═════ DOCUMENT SECTION ═════

A new study from Harvard University in Boston suggests that men who have a high intake of red meat are much more likely to have bowel problems, pain and nausea than their peers who stick mainly with chicken or fish.
Researchers examined more than two decades of data on more than 46,000 men and found frequent red meat eaters were 58 per cent more likely to be diagnosed with diverticulitis, a common bowel condition that occurs when small pockets or bulges lining the intestines become inflamed.
Previous studies have shown that a high fiber diet is associated with a lower risk of diverticulitis, however, the role of other dietary factors in influencing risk of diverticulitis was not well studied.
New cases of diverticulitis are on the rise, and the exact causes are unknown, although the condition has been linked to smoking, obesity and the use of certain nonprescription painkillers known as non-steroidal anti-inflammatory drugs (NSAIDs).
While diverticulitis can often be treated with a liquid or low-fiber diet, severe cases may require hospitalization and surgery to fix complications like perforations in the gut wall.
About the study
Researchers examined data collected on men who were aged 40 to 75 when they
joined the study between 1986 and 2012. Every four years men were asked how often, on average, they ate red meat, poultry and fish over the preceding year.
They were given nine options, ranging from ‘never’ or ‘less than once a month,’ to ‘six or more times a day.’
Men who ate the most red meat were also more likely to smoke, more likely to regularly take NSAIDs and less likely to eat high-fibre foods or get intense exercise.
By contrast, men who ate more chicken and fish were less likely to smoke or take NSAIDs and more likely to get vigorous exercise.
Fresh red meat linked to greater risk than processed red meat
After accounting for these other factors that can influence the risk of diverticulitis, red meat was still associated with higher odds of developing the bowel disorder.
Each daily serving of red meat was associated with an 18 percent increased risk.
Unprocessed meats like beef, pork and lamb were associated with a greater risk than processed meats like bacon or sausage.
It’s possible that higher cooking temperatures used to prepare unprocessed meats may influence the composition of bacteria in the gut or inflammatory activity.
Replacing red meat with chicken or fish protective
Swapping one daily serving of red meat for chicken or fish was associated with a 20 percent reduction in the risk of this bowel disorder.
The study is observational so the findings do not prove eating red meat causes diverticulitis.
Other limitations of the study include its reliance on men to accurately recall and report how much meat they ate and the possibility that the results may not apply to women, the authors point out.
Even so, the findings should offer yet another reason to consider cutting back on red meat. Diets high in red and processed meats have been linked with increased risks of inflammatory bowel diseases and colorectal cancer.
Eating a more plant based, higher-fibre diet that includes brans and lentils, whole grains, nuts, vegetables and fruits with appropriate fluids may go a long way in helping reduce the risk of inflammatory bowel diseases and diverticulitis.

═════

DIRECTIONS:
1. Copy the passage of the article on red meat and diverticulitis from "The study is" to "and colorectal cancer.".
2. According to the article on red meat and diverticulitis, why do the findings not prove that eating red meat causes the condition? Answer in one to three sentences.

═════ ENTRIES SHOWN ═════

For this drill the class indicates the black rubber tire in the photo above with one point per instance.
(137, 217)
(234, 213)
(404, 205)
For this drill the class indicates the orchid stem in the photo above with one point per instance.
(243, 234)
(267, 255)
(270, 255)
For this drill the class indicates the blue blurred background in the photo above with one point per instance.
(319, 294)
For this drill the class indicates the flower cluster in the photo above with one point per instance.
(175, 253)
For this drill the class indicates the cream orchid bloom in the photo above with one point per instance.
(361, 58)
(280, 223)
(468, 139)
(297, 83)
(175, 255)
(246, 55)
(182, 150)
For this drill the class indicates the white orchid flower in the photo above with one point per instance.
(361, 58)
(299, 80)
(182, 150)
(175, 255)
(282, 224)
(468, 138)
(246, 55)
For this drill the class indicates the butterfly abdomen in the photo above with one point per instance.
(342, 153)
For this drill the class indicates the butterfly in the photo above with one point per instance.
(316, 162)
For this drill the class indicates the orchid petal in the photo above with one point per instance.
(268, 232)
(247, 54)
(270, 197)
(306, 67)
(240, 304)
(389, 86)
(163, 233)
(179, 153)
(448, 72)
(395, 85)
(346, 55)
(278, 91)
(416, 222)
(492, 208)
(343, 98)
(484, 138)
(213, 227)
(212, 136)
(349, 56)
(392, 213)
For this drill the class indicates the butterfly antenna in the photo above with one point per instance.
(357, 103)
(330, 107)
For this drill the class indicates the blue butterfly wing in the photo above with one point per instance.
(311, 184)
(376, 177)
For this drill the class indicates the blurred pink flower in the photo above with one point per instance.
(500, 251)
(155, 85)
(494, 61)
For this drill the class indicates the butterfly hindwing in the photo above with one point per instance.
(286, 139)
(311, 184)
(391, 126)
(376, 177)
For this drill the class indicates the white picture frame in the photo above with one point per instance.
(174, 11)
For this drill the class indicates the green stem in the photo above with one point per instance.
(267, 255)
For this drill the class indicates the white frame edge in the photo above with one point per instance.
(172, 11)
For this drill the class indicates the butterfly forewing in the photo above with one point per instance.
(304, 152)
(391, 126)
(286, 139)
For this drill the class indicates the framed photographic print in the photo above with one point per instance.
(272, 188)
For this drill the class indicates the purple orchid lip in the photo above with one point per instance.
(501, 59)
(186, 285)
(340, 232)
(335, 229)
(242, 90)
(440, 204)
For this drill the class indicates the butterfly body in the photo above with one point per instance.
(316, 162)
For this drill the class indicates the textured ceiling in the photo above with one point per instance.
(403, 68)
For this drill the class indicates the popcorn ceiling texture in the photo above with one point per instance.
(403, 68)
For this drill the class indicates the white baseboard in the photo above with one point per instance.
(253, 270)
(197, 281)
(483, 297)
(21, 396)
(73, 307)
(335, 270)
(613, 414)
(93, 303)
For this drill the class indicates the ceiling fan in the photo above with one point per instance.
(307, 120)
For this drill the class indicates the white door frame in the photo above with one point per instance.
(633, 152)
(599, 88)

═════

TASK ANSWERS:
1.
The study is observational so the findings do not prove eating red meat causes diverticulitis.
Other limitations of the study include its reliance on men to accurately recall and report how much meat they ate and the possibility that the results may not apply to women, the authors point out.
Even so, the findings should offer yet another reason to consider cutting back on red meat. Diets high in red and processed meats have been linked with increased risks of inflammatory bowel diseases and colorectal cancer.

2. The findings do not prove that eating red meat causes diverticulitis because the study is observational.